**The exercise**
Find the line containing "Definition of the keypoint: for every instance of the pale" in the material below; copy that line and all following lines exactly.

**Record set**
★ ★ ★ ★ ★

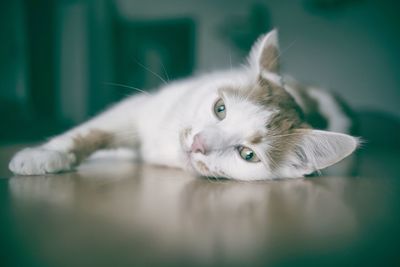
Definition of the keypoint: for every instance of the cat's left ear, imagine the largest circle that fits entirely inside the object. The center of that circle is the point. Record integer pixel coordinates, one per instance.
(316, 149)
(264, 55)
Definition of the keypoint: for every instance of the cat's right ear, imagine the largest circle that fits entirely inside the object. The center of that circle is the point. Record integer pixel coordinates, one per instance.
(264, 55)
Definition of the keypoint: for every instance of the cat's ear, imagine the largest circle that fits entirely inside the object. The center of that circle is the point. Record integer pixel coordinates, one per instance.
(264, 55)
(316, 150)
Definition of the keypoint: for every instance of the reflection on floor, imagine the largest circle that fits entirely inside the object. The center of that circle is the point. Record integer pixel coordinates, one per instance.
(113, 212)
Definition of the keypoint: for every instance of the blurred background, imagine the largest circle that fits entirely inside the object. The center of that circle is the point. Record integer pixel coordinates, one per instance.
(63, 61)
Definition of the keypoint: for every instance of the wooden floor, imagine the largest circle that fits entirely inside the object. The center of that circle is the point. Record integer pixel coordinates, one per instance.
(113, 212)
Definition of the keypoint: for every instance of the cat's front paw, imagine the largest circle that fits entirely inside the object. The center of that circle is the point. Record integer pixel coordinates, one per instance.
(36, 161)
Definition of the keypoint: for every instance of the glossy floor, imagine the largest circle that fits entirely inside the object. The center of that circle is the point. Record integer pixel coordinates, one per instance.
(115, 213)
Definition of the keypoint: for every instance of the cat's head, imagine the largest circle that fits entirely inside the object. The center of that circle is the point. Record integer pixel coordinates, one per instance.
(250, 128)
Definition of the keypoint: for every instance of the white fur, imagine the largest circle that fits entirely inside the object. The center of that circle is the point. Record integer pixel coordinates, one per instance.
(162, 126)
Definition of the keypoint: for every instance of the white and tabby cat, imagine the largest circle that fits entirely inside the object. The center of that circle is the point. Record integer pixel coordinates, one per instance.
(246, 124)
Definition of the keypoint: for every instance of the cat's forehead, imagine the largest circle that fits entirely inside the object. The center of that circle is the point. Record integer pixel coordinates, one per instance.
(265, 108)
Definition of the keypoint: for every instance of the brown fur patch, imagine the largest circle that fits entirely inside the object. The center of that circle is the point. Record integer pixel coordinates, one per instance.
(256, 138)
(85, 145)
(281, 127)
(269, 59)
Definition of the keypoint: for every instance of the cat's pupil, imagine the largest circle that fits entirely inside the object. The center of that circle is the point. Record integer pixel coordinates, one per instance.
(249, 155)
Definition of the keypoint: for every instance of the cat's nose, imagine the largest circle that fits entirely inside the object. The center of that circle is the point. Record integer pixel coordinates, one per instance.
(198, 145)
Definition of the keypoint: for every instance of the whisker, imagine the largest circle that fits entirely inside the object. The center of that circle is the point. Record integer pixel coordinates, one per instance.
(127, 86)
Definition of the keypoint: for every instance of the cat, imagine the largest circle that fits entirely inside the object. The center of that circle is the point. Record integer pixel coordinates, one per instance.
(248, 123)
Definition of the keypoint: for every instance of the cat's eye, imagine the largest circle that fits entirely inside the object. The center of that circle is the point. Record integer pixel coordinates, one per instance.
(248, 154)
(220, 109)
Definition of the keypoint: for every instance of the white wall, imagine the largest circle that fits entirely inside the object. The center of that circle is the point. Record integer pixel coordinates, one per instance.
(354, 51)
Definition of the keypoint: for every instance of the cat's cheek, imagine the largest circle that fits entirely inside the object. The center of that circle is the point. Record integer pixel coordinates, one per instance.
(185, 137)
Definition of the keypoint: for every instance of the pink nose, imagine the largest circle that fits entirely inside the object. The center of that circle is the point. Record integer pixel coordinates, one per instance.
(198, 145)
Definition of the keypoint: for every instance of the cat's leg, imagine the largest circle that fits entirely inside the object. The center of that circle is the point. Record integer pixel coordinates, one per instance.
(111, 129)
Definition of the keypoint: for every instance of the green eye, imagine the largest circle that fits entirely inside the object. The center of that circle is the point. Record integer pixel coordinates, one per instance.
(248, 154)
(219, 109)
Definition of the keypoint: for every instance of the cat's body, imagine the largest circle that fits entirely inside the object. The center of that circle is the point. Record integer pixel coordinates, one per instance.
(245, 123)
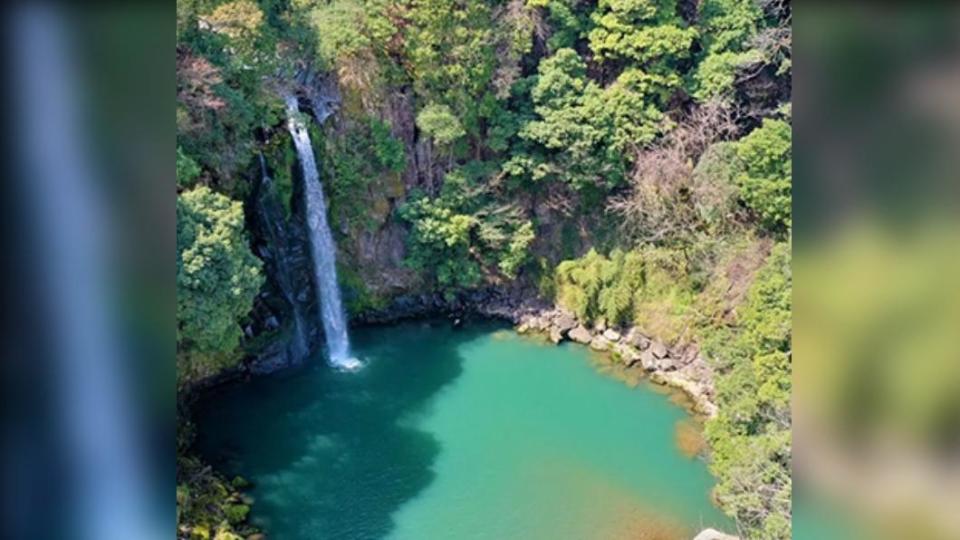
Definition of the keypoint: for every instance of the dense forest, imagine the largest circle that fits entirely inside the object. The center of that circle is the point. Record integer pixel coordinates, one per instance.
(627, 160)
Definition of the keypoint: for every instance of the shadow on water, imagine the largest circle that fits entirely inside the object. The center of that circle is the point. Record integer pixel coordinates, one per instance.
(334, 455)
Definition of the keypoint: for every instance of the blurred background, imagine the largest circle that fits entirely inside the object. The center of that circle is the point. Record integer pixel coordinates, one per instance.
(88, 205)
(877, 271)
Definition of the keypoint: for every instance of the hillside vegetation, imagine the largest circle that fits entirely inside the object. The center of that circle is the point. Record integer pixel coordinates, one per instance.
(628, 159)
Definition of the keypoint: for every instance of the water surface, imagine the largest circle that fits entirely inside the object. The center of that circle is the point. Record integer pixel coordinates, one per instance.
(473, 433)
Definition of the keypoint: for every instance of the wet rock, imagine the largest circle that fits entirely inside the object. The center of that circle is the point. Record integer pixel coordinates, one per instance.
(564, 322)
(638, 340)
(556, 336)
(600, 343)
(648, 361)
(628, 355)
(580, 335)
(713, 534)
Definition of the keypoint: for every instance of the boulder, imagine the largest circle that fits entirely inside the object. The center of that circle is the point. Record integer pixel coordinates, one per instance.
(580, 334)
(713, 534)
(648, 361)
(556, 336)
(600, 343)
(564, 322)
(628, 355)
(638, 340)
(539, 323)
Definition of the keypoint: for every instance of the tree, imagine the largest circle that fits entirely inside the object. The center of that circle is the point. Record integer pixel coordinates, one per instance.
(217, 279)
(750, 435)
(767, 173)
(439, 122)
(647, 32)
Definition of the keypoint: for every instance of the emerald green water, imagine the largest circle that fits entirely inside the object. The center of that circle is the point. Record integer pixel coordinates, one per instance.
(458, 433)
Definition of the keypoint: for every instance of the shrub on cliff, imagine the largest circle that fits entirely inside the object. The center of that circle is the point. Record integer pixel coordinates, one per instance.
(217, 280)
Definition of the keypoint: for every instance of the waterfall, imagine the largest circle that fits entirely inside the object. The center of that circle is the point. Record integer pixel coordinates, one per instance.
(321, 245)
(273, 225)
(101, 472)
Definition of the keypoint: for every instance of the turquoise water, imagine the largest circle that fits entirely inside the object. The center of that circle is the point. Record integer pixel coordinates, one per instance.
(474, 433)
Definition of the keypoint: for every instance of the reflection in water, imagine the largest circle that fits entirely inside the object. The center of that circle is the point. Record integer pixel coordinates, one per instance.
(469, 433)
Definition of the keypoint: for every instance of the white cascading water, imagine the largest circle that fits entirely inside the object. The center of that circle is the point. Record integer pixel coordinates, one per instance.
(321, 245)
(273, 225)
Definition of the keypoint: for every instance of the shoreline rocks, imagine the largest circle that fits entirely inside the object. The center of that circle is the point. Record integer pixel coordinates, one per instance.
(713, 534)
(685, 369)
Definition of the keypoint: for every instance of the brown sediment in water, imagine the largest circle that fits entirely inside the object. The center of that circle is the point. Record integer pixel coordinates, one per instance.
(622, 516)
(688, 435)
(641, 527)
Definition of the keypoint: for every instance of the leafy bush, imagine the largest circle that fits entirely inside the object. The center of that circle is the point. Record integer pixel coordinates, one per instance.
(439, 122)
(648, 32)
(361, 158)
(463, 234)
(750, 436)
(217, 278)
(187, 169)
(767, 173)
(439, 243)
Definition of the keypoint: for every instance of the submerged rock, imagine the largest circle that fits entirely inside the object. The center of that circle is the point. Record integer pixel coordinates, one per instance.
(713, 534)
(628, 355)
(638, 340)
(556, 336)
(611, 334)
(564, 322)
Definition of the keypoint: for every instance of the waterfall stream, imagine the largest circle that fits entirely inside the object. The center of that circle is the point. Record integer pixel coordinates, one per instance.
(322, 247)
(273, 224)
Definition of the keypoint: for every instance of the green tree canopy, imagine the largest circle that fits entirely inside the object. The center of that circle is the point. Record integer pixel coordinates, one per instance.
(217, 275)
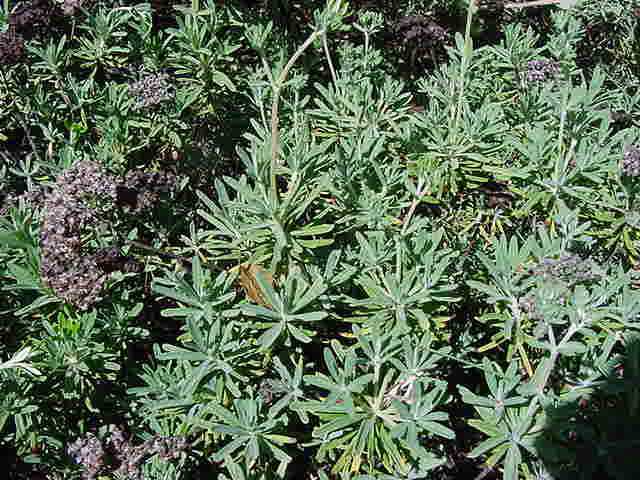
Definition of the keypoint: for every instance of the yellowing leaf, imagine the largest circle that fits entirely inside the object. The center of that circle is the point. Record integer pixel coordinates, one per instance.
(248, 282)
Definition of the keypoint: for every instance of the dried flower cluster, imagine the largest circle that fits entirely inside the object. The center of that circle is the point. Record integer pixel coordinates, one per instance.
(70, 208)
(89, 453)
(631, 161)
(81, 194)
(70, 7)
(11, 47)
(152, 90)
(568, 269)
(120, 456)
(542, 70)
(33, 198)
(141, 190)
(32, 16)
(417, 31)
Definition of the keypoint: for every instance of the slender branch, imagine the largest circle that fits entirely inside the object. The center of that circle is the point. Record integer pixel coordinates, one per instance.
(407, 219)
(277, 88)
(25, 127)
(534, 3)
(325, 46)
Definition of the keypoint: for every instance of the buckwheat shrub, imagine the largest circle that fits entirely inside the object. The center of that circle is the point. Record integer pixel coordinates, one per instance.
(70, 7)
(88, 452)
(152, 90)
(141, 190)
(33, 16)
(70, 208)
(11, 47)
(541, 70)
(417, 31)
(568, 269)
(125, 459)
(631, 161)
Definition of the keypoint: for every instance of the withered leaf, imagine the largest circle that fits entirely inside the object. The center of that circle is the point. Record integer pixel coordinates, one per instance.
(249, 283)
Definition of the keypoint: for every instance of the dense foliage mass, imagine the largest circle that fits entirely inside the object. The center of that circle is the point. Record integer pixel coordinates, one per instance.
(320, 240)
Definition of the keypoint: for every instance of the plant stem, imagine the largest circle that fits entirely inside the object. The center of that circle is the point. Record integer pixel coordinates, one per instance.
(534, 3)
(277, 88)
(407, 219)
(325, 46)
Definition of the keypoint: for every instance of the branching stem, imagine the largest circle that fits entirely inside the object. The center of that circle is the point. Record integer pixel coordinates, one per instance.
(277, 88)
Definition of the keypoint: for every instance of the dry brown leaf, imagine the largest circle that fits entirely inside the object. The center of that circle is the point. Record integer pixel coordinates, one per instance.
(248, 282)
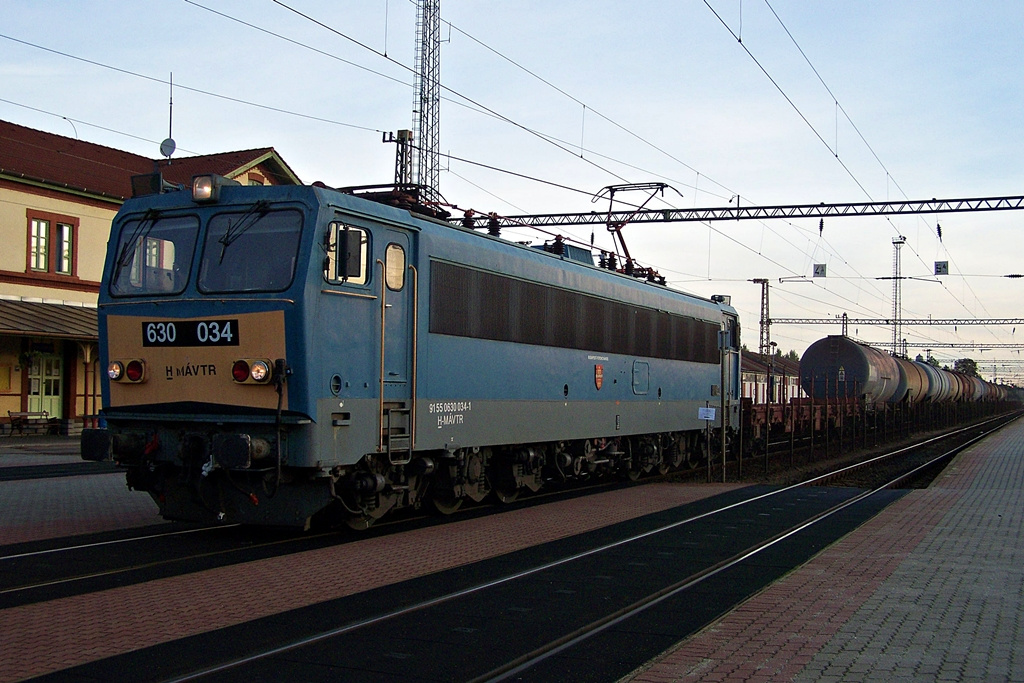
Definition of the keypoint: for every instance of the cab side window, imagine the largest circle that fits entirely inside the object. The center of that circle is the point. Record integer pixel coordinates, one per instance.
(347, 254)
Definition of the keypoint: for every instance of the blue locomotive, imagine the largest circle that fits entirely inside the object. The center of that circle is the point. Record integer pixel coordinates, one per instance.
(278, 353)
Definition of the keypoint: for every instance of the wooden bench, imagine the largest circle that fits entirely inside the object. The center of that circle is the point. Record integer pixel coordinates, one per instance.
(36, 421)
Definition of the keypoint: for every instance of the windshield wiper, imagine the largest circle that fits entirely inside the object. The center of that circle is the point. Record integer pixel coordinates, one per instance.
(128, 248)
(255, 213)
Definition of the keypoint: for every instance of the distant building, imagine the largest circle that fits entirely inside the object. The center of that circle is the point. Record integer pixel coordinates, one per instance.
(57, 198)
(785, 385)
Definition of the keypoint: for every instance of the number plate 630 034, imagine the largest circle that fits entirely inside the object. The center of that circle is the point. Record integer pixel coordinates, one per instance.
(190, 333)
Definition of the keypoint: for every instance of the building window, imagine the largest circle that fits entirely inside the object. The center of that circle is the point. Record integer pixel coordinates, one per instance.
(52, 241)
(39, 252)
(65, 244)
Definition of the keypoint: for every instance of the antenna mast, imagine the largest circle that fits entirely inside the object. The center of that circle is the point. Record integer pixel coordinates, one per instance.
(897, 293)
(426, 107)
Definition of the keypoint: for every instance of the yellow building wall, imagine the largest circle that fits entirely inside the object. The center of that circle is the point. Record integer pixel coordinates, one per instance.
(10, 376)
(93, 230)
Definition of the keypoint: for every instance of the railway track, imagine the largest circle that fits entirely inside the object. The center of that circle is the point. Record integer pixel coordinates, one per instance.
(590, 607)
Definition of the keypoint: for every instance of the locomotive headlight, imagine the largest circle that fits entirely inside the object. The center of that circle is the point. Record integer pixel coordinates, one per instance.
(207, 187)
(115, 371)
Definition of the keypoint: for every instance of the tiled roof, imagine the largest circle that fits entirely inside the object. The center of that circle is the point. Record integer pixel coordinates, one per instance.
(47, 319)
(81, 166)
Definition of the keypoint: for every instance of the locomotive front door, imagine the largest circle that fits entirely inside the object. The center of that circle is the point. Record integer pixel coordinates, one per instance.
(397, 292)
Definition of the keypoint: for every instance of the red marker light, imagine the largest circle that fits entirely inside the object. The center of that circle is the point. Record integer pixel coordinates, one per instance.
(135, 371)
(240, 371)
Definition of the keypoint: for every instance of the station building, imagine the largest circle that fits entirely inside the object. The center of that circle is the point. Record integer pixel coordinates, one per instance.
(57, 198)
(784, 382)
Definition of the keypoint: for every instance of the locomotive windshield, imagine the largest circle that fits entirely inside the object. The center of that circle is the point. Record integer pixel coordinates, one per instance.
(252, 251)
(248, 251)
(154, 255)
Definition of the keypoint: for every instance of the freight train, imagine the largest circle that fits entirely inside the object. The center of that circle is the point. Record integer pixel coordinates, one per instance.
(839, 367)
(281, 354)
(855, 393)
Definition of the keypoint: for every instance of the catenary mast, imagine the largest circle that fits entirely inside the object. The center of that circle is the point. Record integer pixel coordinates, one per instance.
(426, 107)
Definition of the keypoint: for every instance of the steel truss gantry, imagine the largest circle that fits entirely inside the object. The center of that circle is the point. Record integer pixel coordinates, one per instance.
(821, 210)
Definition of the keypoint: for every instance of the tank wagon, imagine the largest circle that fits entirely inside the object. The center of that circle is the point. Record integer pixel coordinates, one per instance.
(838, 367)
(282, 352)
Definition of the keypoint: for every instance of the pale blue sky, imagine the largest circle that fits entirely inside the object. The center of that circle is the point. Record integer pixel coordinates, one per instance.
(933, 87)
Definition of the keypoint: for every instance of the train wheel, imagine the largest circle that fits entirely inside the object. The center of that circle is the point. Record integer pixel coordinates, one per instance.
(696, 453)
(359, 523)
(445, 504)
(506, 495)
(675, 452)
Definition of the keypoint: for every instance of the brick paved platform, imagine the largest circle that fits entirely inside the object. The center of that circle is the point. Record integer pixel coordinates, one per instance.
(931, 589)
(58, 634)
(39, 450)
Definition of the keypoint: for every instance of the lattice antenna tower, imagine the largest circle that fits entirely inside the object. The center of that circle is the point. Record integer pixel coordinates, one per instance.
(426, 107)
(897, 293)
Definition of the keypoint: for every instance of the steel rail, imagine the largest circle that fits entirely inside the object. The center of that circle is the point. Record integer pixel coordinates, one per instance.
(519, 664)
(530, 659)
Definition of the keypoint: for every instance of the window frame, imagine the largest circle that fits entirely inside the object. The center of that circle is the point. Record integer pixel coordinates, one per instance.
(394, 270)
(336, 226)
(53, 247)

★ ★ ★ ★ ★

**Result for this exercise**
Definition of the keypoint: for every instance of the pale blue sky, imagine the largest circle that fits entirely inside the object. The center of that circle is the point. Record integer pixel coordinates, one per instance.
(933, 87)
Definition of the keypoint: for every instance of the train wheel, imagine the largest circle that fits entirely inside the object. The center of that circle is the point. Record integer pixel coordinates, one per instance.
(696, 453)
(359, 523)
(445, 504)
(506, 495)
(675, 452)
Definition of the keypoint: for every instance of the brick paved platform, imagine the largest circle that fits entirely inside the object. The center of that circle is the point. Record integer pixel coordinates, one per instance.
(931, 589)
(58, 634)
(39, 450)
Definition of the keypoint: for every instance of the lattice antenna tower, imagine the largest circle that fits entirely inside the object. The center of that circle is the point. Record integer pixel coordinates, one per instance.
(426, 107)
(897, 293)
Definition of the keypoint: for every instance of the steel rail, imagine the largest circle that fits entirely inside the object. The center of that circle is the point. Record integer pixel coordinates, one per instance.
(519, 664)
(530, 659)
Definition of the keypoint: for every instance of the window frame, imagine the largest circle that fits entirely inside the object. The center of that circle is the point. Record integer pixel coordinates, one per instance.
(394, 270)
(336, 226)
(53, 247)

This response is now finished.